◆ **Region pointing data**

§

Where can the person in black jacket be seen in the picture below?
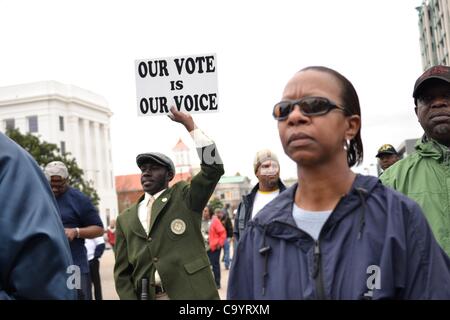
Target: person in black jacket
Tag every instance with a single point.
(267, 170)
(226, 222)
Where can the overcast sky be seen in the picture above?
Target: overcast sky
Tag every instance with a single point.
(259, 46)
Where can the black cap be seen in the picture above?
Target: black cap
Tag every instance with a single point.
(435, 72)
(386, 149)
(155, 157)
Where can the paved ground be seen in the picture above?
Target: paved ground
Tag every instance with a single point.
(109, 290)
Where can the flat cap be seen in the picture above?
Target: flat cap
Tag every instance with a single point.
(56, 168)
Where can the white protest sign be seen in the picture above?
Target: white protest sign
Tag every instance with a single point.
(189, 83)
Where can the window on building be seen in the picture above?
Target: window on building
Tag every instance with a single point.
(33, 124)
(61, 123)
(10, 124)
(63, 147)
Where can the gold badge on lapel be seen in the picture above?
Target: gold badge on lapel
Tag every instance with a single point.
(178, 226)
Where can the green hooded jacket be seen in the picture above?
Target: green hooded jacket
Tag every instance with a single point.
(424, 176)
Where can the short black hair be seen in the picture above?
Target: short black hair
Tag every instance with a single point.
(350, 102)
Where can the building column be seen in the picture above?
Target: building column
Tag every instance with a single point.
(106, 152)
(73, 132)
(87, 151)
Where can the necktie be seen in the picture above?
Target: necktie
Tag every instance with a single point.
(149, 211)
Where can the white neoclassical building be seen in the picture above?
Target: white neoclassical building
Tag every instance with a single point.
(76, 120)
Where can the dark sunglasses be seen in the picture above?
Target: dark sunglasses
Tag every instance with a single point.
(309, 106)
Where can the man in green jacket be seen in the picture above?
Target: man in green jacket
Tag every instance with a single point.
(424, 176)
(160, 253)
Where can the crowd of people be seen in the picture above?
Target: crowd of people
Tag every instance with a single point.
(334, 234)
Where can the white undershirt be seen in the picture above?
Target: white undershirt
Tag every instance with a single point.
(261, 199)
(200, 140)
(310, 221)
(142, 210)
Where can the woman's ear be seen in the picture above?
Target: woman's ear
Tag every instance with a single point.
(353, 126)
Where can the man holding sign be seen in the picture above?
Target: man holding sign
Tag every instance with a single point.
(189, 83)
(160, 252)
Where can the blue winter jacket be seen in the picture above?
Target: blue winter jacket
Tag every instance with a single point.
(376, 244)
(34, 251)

§

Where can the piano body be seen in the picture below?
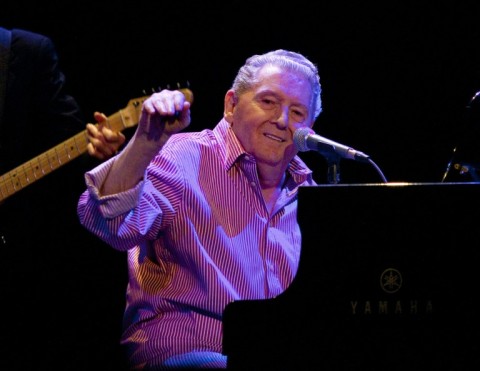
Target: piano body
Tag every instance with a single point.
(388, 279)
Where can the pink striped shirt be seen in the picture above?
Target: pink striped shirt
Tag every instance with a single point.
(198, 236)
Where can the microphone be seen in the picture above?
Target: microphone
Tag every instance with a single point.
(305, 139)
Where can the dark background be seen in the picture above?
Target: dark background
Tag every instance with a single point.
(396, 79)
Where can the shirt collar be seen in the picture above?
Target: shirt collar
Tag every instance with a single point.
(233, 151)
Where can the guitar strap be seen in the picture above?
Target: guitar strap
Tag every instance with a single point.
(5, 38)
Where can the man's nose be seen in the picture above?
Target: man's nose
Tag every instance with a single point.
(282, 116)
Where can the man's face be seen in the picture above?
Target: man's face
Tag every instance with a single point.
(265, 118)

§

In the records above, find the line containing "Where can the person" and the line containing "Target: window on building", then give both of them again word for word along with every line between. Omit any pictures.

◆ **SOLVED PROBLEM**
Where can the person in black jacket be seen in the picture below?
Target: person in black jacket
Tag every instance with a single point.
(267, 170)
(226, 222)
Where can the overcast sky be seen in the picture above?
Target: overcast sky
Tag every instance with a single point.
(259, 46)
Where can the black cap be seen in the picture above?
Target: black cap
Tag every instance with a single point.
(435, 72)
(386, 149)
(155, 157)
Where can the paved ground be seen in the picture above?
Target: paved ground
Tag every instance with a single point.
(109, 290)
Where can the flat cap be seen in the picture above?
Target: flat cap
Tag every instance with a single point.
(56, 168)
Where can the white protest sign be seen in the picture above?
Target: white protest sign
Tag every instance with a single point.
(189, 83)
Where can the window on building be seen in the picture above?
Target: window on building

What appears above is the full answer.